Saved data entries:
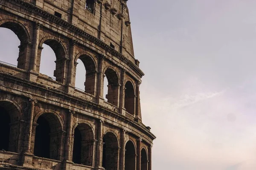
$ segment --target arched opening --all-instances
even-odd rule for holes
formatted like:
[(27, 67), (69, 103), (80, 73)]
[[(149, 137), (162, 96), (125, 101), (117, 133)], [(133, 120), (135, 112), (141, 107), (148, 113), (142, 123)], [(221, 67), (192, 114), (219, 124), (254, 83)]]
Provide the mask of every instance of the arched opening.
[(95, 0), (86, 0), (85, 9), (90, 12), (93, 13), (94, 11)]
[(90, 57), (83, 55), (79, 58), (76, 63), (76, 71), (74, 74), (76, 87), (84, 89), (85, 92), (95, 95), (96, 73), (94, 62)]
[(1, 122), (0, 123), (1, 138), (0, 150), (8, 151), (9, 149), (9, 137), (10, 136), (9, 124), (11, 123), (10, 116), (7, 111), (3, 107), (0, 107)]
[(148, 170), (148, 155), (144, 148), (141, 150), (141, 170)]
[(13, 104), (0, 102), (0, 150), (18, 152), (20, 119), (18, 110)]
[(115, 135), (108, 132), (103, 139), (102, 167), (108, 170), (116, 170), (118, 165), (118, 141)]
[(24, 28), (17, 23), (5, 23), (0, 26), (0, 39), (4, 40), (4, 43), (0, 47), (0, 60), (13, 67), (28, 70), (29, 63), (26, 63), (26, 57), (30, 49), (27, 43), (28, 37)]
[(60, 160), (61, 126), (52, 113), (44, 113), (38, 119), (35, 129), (34, 154), (37, 156)]
[(80, 124), (76, 128), (73, 156), (74, 163), (93, 166), (94, 139), (92, 130), (87, 125)]
[(125, 108), (130, 114), (135, 115), (135, 95), (134, 86), (131, 82), (128, 81), (125, 84)]
[(136, 169), (135, 155), (134, 145), (132, 142), (129, 141), (125, 145), (125, 170), (134, 170)]
[(43, 44), (42, 47), (44, 50), (42, 50), (41, 53), (40, 73), (55, 79), (54, 75), (56, 65), (55, 53), (48, 45)]
[[(47, 74), (47, 76), (52, 77), (53, 75), (56, 81), (64, 83), (65, 76), (67, 71), (66, 68), (67, 60), (65, 60), (65, 50), (61, 42), (55, 40), (49, 39), (41, 45), (42, 47), (38, 47), (36, 70), (44, 74), (40, 70), (42, 67), (42, 71)], [(44, 49), (43, 47), (45, 49)], [(44, 51), (44, 50), (45, 51)], [(56, 60), (54, 61), (55, 60)], [(54, 70), (54, 68), (55, 70)]]
[[(111, 68), (108, 68), (105, 75), (108, 80), (108, 94), (105, 97), (108, 102), (118, 106), (119, 84), (117, 74)], [(105, 79), (104, 79), (105, 83)]]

== TASK DIRECTIONS ==
Edit every item above by replacing "arched opening" with "doorway" wherever it occurs, leaving everything else unchanged. Write out the revised items in full, omitting the pictures.

== COMPLETED TASK ==
$ segment --target doorway --all-instances
even-odd rule for holes
formatted like:
[(27, 67), (69, 103), (80, 73)]
[[(149, 137), (162, 96), (125, 101), (117, 133)], [(133, 120), (135, 112), (141, 107), (148, 113), (142, 123)], [(221, 67), (192, 114), (219, 124), (254, 83)]]
Provide the mask of every instance of the doorway.
[(95, 0), (86, 0), (85, 9), (90, 12), (93, 13), (94, 11)]
[(90, 57), (83, 55), (79, 58), (76, 63), (76, 71), (74, 74), (76, 87), (84, 89), (85, 92), (95, 95), (96, 73), (94, 62)]
[(1, 122), (0, 123), (1, 138), (0, 150), (8, 151), (9, 149), (9, 137), (10, 136), (9, 124), (11, 123), (10, 116), (7, 111), (3, 107), (0, 107)]
[(148, 170), (148, 155), (144, 148), (141, 150), (141, 170)]
[(13, 104), (0, 102), (0, 150), (18, 152), (20, 119), (18, 110)]
[(115, 135), (108, 132), (103, 139), (102, 167), (108, 170), (116, 170), (118, 165), (118, 141)]
[(24, 28), (17, 23), (5, 23), (0, 26), (0, 39), (4, 40), (4, 43), (0, 47), (0, 60), (13, 67), (28, 70), (29, 63), (26, 63), (26, 57), (30, 49), (27, 43), (28, 37)]
[(60, 160), (61, 126), (52, 113), (44, 113), (38, 119), (35, 129), (34, 154), (37, 156)]
[(80, 124), (76, 128), (73, 156), (74, 163), (93, 166), (94, 139), (92, 130), (87, 125)]
[(125, 108), (130, 114), (135, 115), (135, 95), (134, 86), (131, 82), (128, 81), (125, 84)]
[(136, 169), (135, 155), (134, 145), (132, 142), (129, 141), (125, 145), (125, 170), (134, 170)]
[(43, 44), (42, 47), (44, 50), (42, 50), (41, 53), (40, 73), (55, 79), (54, 75), (56, 65), (55, 53), (48, 45)]
[[(47, 74), (47, 76), (52, 77), (53, 75), (56, 81), (64, 83), (65, 76), (67, 71), (66, 68), (67, 60), (65, 60), (65, 50), (61, 42), (55, 40), (49, 39), (41, 45), (42, 47), (38, 47), (36, 70), (44, 74), (40, 70), (42, 67), (42, 71)], [(44, 49), (43, 47), (45, 49)], [(44, 51), (44, 50), (45, 51)], [(56, 60), (54, 61), (55, 60)], [(54, 70), (54, 68), (55, 70)]]
[[(111, 68), (108, 68), (105, 75), (108, 80), (108, 94), (105, 97), (108, 102), (118, 106), (119, 84), (117, 74)], [(105, 79), (104, 79), (105, 83)]]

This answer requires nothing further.